Records from a data source
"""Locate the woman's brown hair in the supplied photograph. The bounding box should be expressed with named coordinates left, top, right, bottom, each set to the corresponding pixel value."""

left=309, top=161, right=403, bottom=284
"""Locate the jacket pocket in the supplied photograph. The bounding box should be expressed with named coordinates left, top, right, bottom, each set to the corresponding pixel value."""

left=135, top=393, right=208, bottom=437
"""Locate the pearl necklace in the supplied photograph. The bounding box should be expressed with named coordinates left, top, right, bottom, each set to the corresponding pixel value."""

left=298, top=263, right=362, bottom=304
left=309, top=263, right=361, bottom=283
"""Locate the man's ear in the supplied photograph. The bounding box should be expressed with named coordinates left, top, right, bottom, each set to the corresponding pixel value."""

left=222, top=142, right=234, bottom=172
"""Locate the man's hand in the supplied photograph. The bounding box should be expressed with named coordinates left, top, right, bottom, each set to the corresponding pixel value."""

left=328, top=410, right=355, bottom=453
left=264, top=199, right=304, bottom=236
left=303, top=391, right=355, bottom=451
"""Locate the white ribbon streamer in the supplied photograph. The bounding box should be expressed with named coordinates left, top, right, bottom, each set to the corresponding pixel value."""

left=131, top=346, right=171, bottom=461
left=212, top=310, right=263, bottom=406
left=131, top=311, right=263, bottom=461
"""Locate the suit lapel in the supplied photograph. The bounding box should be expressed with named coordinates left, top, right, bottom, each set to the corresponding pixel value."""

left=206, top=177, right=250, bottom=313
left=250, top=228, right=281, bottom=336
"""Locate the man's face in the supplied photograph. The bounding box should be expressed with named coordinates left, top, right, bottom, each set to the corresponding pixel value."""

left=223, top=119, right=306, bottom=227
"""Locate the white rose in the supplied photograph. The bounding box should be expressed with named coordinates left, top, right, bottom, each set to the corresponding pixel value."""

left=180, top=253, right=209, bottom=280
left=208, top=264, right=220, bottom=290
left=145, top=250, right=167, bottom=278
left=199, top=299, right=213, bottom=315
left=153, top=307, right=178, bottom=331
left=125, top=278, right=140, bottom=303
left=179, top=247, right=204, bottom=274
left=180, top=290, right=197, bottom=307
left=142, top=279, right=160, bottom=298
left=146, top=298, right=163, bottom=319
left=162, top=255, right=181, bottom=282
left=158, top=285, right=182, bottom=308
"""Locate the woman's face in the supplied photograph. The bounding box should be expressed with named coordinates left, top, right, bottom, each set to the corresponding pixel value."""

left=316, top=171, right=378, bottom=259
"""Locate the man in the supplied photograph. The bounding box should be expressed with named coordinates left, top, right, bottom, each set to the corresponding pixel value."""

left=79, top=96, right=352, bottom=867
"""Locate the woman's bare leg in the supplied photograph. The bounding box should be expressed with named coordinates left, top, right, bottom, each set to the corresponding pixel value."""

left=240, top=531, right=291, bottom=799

**WHAT YOU ARE ASKED TO DO:** In full and word for word, output the entries.

**ANSWER BELOW:**
"""Locate the woman's brown hair in the supplied photograph. The bounding box should be expressed with named coordinates left, top, right, bottom, each set to the corresponding pixel value."""

left=309, top=161, right=403, bottom=284
"""Locate the jacket pocket in the supplied photograph. The bounding box should be expressed with named coordinates left, top, right, bottom, each set to the corresponding pixel value."""

left=135, top=393, right=208, bottom=437
"""Locate the pearl necklace in the supplied photograph. The bounding box should be expressed with named coordinates left, top, right, bottom, each set to the corresponding pixel value."""

left=298, top=263, right=362, bottom=304
left=309, top=263, right=361, bottom=283
"""Locate the man's ear in the supplied photograph. The bounding box should be expressed with named coordinates left, top, right, bottom, each set to the corresponding pixel value."""

left=222, top=142, right=234, bottom=172
"""Locate the man's hand in the supplied photograph. The bounding box should be expressed with named coordinates left, top, right, bottom, each set to the corresponding pixel value."""

left=328, top=410, right=355, bottom=453
left=264, top=199, right=304, bottom=236
left=303, top=391, right=355, bottom=451
"""Locate the white ribbon streamer in the supplied photograph. The bounding box should be expressed with named coordinates left, top, right, bottom, each set to the corresponding pixel value."""

left=131, top=346, right=171, bottom=461
left=212, top=310, right=263, bottom=406
left=131, top=311, right=263, bottom=461
"""Locate the suit lapel in the supplied photograph. The bounding box should be expressed with named coordinates left, top, right, bottom, each set to the corresponding pixel value."""

left=206, top=177, right=250, bottom=313
left=250, top=228, right=281, bottom=336
"""Locate the man's face in the supplied photograph. The bounding box should be expressed with named coordinates left, top, right, bottom, each set to the corresponding pixel value."""

left=223, top=119, right=306, bottom=227
"""Locate the white rose in the supplied photograph. The bounding box should be expressed with named coordinates left, top, right, bottom, each set to the corresponding pixel value."""

left=180, top=253, right=209, bottom=280
left=208, top=264, right=220, bottom=290
left=145, top=250, right=167, bottom=278
left=199, top=299, right=213, bottom=315
left=153, top=307, right=178, bottom=331
left=125, top=278, right=140, bottom=303
left=179, top=247, right=204, bottom=274
left=180, top=290, right=197, bottom=307
left=142, top=279, right=160, bottom=298
left=146, top=298, right=163, bottom=319
left=162, top=255, right=181, bottom=282
left=158, top=285, right=182, bottom=308
"""Locate the woman's face in the supplied photograph. The bounding box should be expressed with named coordinates left, top, right, bottom, each set to the corresponding pixel value."""

left=316, top=171, right=378, bottom=259
"""Locate the man in the supplied photograph. The bounding box should be expressed with named coordinates left, top, right, bottom, each set to the corresponding pixel value."""

left=79, top=96, right=352, bottom=867
"""Locate the woman's bare leg in the supplied photograph. The bounding box should be expressed with named coordinates left, top, right, bottom, each set to the corresponding pixel value."""

left=240, top=531, right=291, bottom=799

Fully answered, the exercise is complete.